### Exercise data
=== Section Start ===
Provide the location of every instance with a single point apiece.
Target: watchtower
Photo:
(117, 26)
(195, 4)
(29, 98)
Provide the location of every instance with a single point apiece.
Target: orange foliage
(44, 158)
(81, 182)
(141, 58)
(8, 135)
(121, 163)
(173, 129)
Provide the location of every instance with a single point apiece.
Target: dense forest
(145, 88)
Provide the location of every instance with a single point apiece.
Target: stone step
=== Section End ===
=== Section Start ===
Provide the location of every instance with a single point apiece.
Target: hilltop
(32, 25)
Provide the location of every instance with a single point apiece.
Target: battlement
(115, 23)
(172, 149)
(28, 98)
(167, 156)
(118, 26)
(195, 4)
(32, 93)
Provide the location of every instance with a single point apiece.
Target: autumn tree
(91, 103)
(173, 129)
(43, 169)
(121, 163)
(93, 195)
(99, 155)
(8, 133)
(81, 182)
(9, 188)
=== Section End ===
### About this exercise
Would you quote everything above from the line containing "Target: dense forest" down to the line containing "Target: stone step"? Include both of those lines and nothing else.

### Exercise result
Target: dense forest
(145, 88)
Provide the location of every instance with a single point apiece.
Target: stone step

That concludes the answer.